STATED TASK »
Take the line that contains "like [525, 591]." as the first line and the last line of the material below as the final one; reproduce exactly the lines between, inclusive.

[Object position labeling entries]
☆ ☆ ☆
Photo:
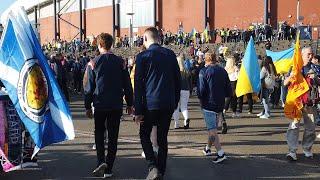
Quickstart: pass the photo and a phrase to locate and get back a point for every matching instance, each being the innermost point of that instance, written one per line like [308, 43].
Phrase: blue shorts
[211, 119]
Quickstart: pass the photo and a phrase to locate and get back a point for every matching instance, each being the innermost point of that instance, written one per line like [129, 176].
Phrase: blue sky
[5, 4]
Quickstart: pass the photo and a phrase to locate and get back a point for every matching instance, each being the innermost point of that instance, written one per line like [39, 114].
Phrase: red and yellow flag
[298, 86]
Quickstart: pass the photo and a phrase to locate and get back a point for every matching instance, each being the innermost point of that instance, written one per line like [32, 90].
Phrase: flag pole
[298, 13]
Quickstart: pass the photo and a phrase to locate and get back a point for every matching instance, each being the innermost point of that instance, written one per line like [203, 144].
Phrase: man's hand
[129, 110]
[89, 113]
[138, 119]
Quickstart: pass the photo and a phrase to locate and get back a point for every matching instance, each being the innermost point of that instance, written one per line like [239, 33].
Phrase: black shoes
[187, 124]
[100, 170]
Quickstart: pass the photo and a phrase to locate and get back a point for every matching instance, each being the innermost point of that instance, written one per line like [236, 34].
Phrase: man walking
[157, 93]
[213, 87]
[105, 81]
[309, 111]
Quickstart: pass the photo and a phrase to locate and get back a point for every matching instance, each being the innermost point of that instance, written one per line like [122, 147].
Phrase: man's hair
[210, 57]
[153, 32]
[105, 40]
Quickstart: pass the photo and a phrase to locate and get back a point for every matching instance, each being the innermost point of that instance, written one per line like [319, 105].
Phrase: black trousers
[250, 102]
[233, 99]
[111, 119]
[77, 82]
[161, 119]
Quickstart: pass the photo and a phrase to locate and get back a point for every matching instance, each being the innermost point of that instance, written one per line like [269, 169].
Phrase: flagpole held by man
[299, 104]
[31, 85]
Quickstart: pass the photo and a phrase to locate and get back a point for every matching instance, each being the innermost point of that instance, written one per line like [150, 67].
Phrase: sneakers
[94, 147]
[224, 128]
[100, 170]
[107, 174]
[207, 152]
[292, 156]
[260, 114]
[219, 159]
[187, 124]
[143, 154]
[176, 125]
[236, 114]
[153, 174]
[308, 154]
[265, 116]
[155, 150]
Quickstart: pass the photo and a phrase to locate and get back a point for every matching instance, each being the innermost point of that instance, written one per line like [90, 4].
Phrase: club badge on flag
[282, 60]
[31, 85]
[249, 75]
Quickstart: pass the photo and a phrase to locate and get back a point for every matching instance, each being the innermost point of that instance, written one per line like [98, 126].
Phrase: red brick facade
[222, 14]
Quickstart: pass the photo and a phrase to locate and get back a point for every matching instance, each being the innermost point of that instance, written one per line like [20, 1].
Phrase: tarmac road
[255, 147]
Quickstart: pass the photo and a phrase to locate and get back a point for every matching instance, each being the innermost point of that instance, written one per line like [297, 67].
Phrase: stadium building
[63, 18]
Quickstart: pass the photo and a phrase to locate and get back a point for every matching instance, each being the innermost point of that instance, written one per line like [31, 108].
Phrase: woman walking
[233, 72]
[267, 75]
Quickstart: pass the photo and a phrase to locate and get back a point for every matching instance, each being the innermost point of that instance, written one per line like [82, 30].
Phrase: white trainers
[308, 154]
[176, 125]
[260, 114]
[155, 150]
[265, 116]
[292, 156]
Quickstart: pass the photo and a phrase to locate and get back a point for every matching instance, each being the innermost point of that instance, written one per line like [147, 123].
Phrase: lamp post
[131, 28]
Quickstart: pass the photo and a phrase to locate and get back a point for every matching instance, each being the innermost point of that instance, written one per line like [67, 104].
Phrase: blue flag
[31, 85]
[249, 75]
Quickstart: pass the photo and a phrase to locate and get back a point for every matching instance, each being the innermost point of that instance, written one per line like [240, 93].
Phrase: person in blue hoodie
[213, 87]
[105, 82]
[157, 93]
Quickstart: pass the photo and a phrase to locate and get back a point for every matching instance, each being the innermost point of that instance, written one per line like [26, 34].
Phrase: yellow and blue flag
[249, 75]
[206, 34]
[31, 84]
[298, 86]
[193, 34]
[282, 60]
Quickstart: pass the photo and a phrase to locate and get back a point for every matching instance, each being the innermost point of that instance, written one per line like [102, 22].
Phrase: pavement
[256, 149]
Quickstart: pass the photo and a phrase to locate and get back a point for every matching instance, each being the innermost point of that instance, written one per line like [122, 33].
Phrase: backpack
[269, 81]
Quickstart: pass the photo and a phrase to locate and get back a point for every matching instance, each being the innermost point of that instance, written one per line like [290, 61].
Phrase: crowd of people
[143, 80]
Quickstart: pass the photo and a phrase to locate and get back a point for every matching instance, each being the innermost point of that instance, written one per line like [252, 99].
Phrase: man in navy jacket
[157, 93]
[105, 82]
[213, 87]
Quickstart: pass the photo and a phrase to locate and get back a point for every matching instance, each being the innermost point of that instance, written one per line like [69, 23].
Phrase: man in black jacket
[105, 82]
[157, 93]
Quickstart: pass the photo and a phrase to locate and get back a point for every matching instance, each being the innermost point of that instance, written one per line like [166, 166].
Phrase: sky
[5, 4]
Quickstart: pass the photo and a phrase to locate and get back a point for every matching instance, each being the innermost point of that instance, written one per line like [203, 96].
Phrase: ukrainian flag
[206, 34]
[298, 86]
[193, 34]
[249, 75]
[282, 60]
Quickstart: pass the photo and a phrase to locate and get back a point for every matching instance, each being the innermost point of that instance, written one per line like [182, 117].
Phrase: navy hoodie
[157, 80]
[105, 82]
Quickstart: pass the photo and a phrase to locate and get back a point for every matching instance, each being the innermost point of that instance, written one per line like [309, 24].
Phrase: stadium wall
[222, 14]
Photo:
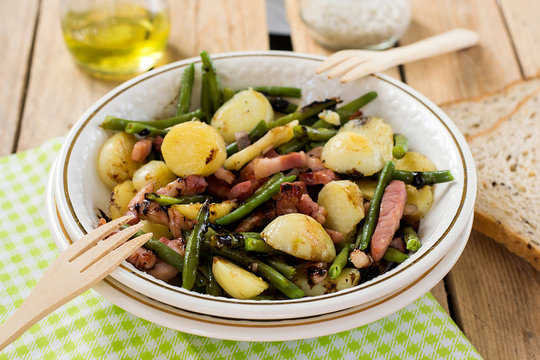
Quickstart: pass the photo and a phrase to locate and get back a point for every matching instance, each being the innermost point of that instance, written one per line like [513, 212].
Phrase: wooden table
[491, 294]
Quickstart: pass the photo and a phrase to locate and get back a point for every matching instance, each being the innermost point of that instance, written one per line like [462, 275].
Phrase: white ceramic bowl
[80, 193]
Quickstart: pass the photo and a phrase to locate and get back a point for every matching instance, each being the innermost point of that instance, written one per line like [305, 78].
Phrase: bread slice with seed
[503, 131]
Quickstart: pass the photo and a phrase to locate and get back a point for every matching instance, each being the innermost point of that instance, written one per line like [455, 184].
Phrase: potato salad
[252, 196]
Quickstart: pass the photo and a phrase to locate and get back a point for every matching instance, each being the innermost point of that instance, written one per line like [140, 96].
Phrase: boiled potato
[422, 198]
[413, 161]
[360, 146]
[273, 138]
[343, 202]
[301, 236]
[155, 172]
[349, 277]
[241, 113]
[114, 160]
[120, 197]
[367, 188]
[217, 210]
[237, 282]
[193, 148]
[158, 230]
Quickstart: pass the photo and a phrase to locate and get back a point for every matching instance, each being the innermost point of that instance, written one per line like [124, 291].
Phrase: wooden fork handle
[449, 41]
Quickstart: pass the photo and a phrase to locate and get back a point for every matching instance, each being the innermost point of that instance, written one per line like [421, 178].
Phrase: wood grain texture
[497, 300]
[303, 42]
[466, 73]
[522, 20]
[59, 92]
[17, 26]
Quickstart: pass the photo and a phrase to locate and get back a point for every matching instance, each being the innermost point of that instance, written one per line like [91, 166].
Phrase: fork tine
[110, 261]
[92, 255]
[334, 59]
[90, 239]
[345, 66]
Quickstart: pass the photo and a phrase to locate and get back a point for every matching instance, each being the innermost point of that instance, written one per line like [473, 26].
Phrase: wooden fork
[76, 270]
[354, 64]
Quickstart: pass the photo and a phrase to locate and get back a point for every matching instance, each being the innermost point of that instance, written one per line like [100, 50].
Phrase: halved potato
[237, 282]
[193, 148]
[217, 210]
[349, 277]
[154, 171]
[361, 146]
[120, 197]
[413, 161]
[114, 160]
[301, 236]
[242, 113]
[343, 202]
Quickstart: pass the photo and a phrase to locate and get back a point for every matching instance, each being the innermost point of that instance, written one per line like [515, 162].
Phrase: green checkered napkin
[91, 327]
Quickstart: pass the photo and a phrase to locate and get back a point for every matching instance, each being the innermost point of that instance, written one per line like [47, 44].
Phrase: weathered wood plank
[495, 296]
[470, 72]
[522, 19]
[59, 92]
[17, 26]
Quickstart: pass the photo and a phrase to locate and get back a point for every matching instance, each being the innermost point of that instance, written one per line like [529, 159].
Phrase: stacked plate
[75, 194]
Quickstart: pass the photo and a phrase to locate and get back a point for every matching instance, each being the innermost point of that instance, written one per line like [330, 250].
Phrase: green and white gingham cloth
[91, 327]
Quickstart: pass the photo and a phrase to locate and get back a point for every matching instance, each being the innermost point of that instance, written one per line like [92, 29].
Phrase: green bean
[287, 270]
[114, 123]
[206, 101]
[145, 130]
[304, 112]
[339, 262]
[421, 178]
[267, 272]
[401, 146]
[394, 255]
[292, 146]
[282, 106]
[258, 245]
[364, 237]
[313, 134]
[214, 86]
[262, 195]
[284, 91]
[186, 87]
[255, 134]
[193, 246]
[166, 254]
[213, 287]
[169, 200]
[411, 238]
[350, 108]
[228, 93]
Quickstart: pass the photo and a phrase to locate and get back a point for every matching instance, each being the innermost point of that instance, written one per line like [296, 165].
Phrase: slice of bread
[503, 131]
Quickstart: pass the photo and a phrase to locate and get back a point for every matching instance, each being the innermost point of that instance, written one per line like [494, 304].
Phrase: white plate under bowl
[257, 330]
[80, 193]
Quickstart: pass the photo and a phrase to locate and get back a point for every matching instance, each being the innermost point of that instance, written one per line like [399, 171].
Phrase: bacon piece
[136, 202]
[287, 198]
[392, 205]
[336, 236]
[225, 175]
[141, 150]
[309, 207]
[241, 191]
[242, 139]
[142, 259]
[191, 185]
[218, 187]
[320, 177]
[156, 143]
[264, 167]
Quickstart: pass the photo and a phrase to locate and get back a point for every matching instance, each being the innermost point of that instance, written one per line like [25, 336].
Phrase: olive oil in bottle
[116, 41]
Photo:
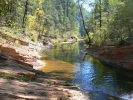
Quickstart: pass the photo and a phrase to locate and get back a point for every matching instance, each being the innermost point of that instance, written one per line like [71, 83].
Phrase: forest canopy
[42, 17]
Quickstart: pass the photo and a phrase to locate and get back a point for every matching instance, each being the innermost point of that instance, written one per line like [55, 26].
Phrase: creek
[100, 82]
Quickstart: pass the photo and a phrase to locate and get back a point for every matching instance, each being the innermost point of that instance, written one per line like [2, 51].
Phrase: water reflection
[67, 61]
[94, 76]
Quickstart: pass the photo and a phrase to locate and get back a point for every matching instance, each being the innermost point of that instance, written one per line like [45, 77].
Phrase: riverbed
[69, 62]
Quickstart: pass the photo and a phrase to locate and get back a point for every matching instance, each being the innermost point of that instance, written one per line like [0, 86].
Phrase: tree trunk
[86, 32]
[25, 13]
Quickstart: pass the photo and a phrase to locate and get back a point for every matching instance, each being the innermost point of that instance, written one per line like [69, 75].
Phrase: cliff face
[117, 57]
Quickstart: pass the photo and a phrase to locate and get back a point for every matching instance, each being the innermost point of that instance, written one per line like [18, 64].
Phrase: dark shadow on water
[61, 75]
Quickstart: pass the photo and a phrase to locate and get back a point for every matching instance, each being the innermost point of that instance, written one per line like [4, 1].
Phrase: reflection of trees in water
[109, 80]
[65, 52]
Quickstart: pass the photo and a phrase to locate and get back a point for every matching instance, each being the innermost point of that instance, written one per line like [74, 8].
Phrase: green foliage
[46, 17]
[111, 20]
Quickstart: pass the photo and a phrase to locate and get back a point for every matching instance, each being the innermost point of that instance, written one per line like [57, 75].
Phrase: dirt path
[18, 79]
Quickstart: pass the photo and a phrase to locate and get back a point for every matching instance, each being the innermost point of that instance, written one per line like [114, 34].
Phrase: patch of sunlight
[58, 68]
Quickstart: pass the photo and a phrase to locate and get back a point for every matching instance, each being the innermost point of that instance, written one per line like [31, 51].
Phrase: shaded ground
[117, 57]
[18, 80]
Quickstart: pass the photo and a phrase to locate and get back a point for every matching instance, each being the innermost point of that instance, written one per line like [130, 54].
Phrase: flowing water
[100, 82]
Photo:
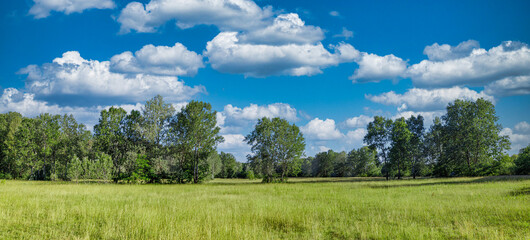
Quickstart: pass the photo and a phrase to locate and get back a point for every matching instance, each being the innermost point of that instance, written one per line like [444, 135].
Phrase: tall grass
[328, 208]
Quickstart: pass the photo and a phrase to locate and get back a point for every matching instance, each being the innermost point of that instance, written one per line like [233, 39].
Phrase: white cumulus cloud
[321, 130]
[522, 127]
[358, 122]
[518, 140]
[72, 75]
[509, 86]
[356, 137]
[225, 14]
[42, 8]
[374, 68]
[227, 54]
[159, 60]
[14, 100]
[285, 29]
[478, 68]
[234, 119]
[445, 52]
[427, 99]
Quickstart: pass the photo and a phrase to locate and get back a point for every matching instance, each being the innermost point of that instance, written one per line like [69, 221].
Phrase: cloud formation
[42, 8]
[227, 54]
[446, 52]
[427, 99]
[318, 129]
[478, 68]
[234, 119]
[374, 68]
[225, 14]
[73, 76]
[509, 86]
[158, 60]
[13, 100]
[358, 122]
[285, 29]
[346, 34]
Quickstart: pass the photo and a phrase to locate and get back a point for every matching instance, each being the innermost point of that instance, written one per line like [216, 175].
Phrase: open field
[306, 208]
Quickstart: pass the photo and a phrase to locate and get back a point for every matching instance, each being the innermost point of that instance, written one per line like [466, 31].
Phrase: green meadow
[304, 208]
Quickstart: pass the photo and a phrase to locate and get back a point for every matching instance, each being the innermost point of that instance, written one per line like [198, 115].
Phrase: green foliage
[143, 173]
[471, 138]
[400, 150]
[229, 167]
[522, 163]
[364, 162]
[378, 137]
[195, 136]
[307, 208]
[277, 145]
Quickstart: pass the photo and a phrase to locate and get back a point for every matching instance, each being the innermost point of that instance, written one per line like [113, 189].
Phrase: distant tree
[277, 144]
[472, 137]
[10, 165]
[196, 135]
[229, 168]
[155, 118]
[522, 163]
[306, 167]
[215, 163]
[325, 163]
[341, 167]
[400, 150]
[110, 139]
[415, 126]
[378, 138]
[434, 144]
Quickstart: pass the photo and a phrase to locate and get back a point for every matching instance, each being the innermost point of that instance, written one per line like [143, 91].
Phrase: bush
[522, 163]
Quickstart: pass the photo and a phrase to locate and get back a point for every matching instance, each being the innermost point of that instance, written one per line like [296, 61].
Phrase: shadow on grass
[452, 181]
[521, 192]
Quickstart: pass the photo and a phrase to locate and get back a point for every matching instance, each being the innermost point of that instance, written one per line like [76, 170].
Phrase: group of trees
[160, 144]
[466, 141]
[148, 145]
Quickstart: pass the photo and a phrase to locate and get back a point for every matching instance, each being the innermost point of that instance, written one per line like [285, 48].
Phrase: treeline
[151, 145]
[466, 141]
[159, 144]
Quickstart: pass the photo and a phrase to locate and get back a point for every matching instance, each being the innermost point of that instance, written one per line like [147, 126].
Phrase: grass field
[306, 208]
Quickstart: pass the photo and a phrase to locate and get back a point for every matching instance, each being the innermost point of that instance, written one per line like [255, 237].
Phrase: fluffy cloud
[227, 54]
[26, 104]
[255, 112]
[75, 77]
[428, 117]
[234, 119]
[42, 8]
[159, 60]
[358, 122]
[479, 67]
[518, 140]
[321, 130]
[347, 34]
[355, 137]
[374, 68]
[424, 99]
[445, 52]
[286, 29]
[509, 86]
[225, 14]
[233, 141]
[334, 14]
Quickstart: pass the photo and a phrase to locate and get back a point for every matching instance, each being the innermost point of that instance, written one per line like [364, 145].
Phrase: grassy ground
[306, 208]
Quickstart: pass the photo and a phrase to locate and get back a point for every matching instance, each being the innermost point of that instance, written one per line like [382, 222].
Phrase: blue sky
[327, 66]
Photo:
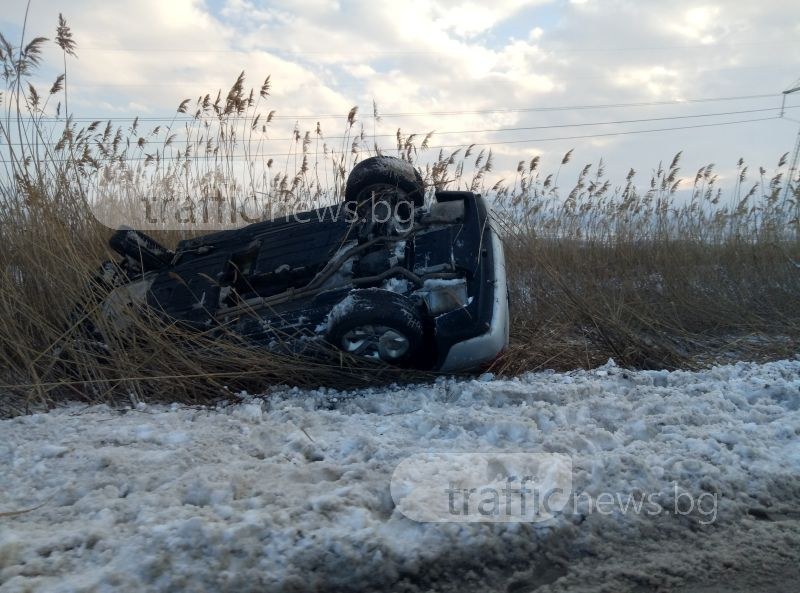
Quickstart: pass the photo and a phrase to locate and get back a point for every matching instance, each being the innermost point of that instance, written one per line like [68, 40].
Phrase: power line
[446, 113]
[493, 130]
[463, 145]
[278, 50]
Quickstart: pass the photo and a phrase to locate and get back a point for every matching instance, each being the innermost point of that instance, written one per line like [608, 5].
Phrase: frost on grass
[289, 491]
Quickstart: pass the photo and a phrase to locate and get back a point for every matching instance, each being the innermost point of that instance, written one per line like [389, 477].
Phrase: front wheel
[377, 324]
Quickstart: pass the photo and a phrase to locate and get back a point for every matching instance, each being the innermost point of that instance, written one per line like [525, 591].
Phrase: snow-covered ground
[290, 491]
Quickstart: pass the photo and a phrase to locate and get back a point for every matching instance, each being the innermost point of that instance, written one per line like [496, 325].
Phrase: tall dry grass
[652, 277]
☆ ☆ ☆
RESULT OF THE EXERCISE »
Quickstart: pass the photo and a phrase to locate and get back a point for every matching instance, each being the innermost point of that instance, written one per line like [525, 591].
Phrase: snow-covered ground
[290, 491]
Quickstart: pass the photo and a phrase to locate and get back a point for every matching instance, each being the innermost point of that instance, written one per line like [496, 325].
Phrase: tall dry grass
[652, 277]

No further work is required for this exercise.